Retype the part of the Käthe Dorsch biography below from "In 1946, Dorsch" to "a Vienna café.", word for word.

[[ DOCUMENT SEGMENT, beginning ]]

Katharina "Käthe" Dorsch (, 29 December 1890 – 25 December 1957) was a German stage and film actor.

Biography
Katharina Dorsch was born on 29 December 1890 at 5:30 P.M. in the Bavarian town of Neumarkt in der Oberpfalz, the daughter of Christoph Dorsch (died 1901), a bakery helper, and Magdalena Dorsch (née Lindl). Her family moved to Nuremberg when she was three years old. Dorsch attended a trade school, took piano lessons, and had her first engagement aged 15 as a choir singer at the Staatstheater, performing Wagner's Die Meistersinger von Nürnberg. Later, she also performed in Hanau and Mannheim, mainly participating in operettas.

Dorsch's first major role was as Ännchen in the Max Halbe drama Youth, being the substitute for a sick colleague. Despite Dorsch's negative attitude towards the operetta, for financial reasons she decided to commit herself as a soubrette soprano in Mainz in 1908, going to Berlin in 1911 to perform at the Theater am Schiffbauerdamm. Dorsch also worked at the Residenz Theatre, Deutsches Theater, and Konzerthaus Berlin. In 1927 she traveled to Vienna, where she performed at the Volkstheater. She appeared in Carl Zuckmayer's 1927 play Schinderhannes. Her greatest success was in the title role of Franz Lehár's operetta Friederike, which premiered on 4 October 1928 at the Neues Schauspielhaus.

In 1936, Dorsch appeared at the Staatstheater in Berlin, and was a member of the Burgtheater from 1939 until her death. She returned to the Berlin stage in 1946.

In addition to her lengthy stage career, Dorsch also appeared on the screen. She made her film debut in the 1916 short Allzuviel ist ungesund. She appeared in numerous films before taking a hiatus in 1924. She returned to the film industry in 1930, starring in Die Lindenwirtin, followed by Three Days of Love (1931). Her final screen appearance was in Regine (1956).

Dorsch and her childhood friend Hermann Göring took advantage of interventions for racially threatened or politically persecuted colleagues, such as the Kabarett artist Werner Finck, who was released from the Esterwegen concentration camp on 1 July 1935.

In 1946, Dorsch slapped the then 24 year old critic Wolfgang Harich for writing a bad review about one of her plays. In 1951, she slapped Alexander Trojan for making fun of people who were born under the Zodiac sign Capricorn. In 1956, she caused a media sensation when she also slapped the Austrian theater critic Hans Weigel in front of a Vienna café.

In 1920, Dorsch married fellow actor Harry Liedtke. The two divorced in 1928. The tie to Liedtke went beyond divorce; Dorsch never overcame Liedtke's 1945 murder by the Soviet Red Army.

[[ DOCUMENT SEGMENT, end ]]
[[ EXCERPTED DATA, beginning ]]

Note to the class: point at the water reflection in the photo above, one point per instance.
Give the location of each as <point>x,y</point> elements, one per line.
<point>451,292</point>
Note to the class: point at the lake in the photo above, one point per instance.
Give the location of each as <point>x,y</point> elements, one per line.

[[ EXCERPTED DATA, end ]]

COMPLETED EXERCISE:
In 1946, Dorsch slapped the then 24 year old critic Wolfgang Harich for writing a bad review about one of her plays. In 1951, she slapped Alexander Trojan for making fun of people who were born under the Zodiac sign Capricorn. In 1956, she caused a media sensation when she also slapped the Austrian theater critic Hans Weigel in front of a Vienna café.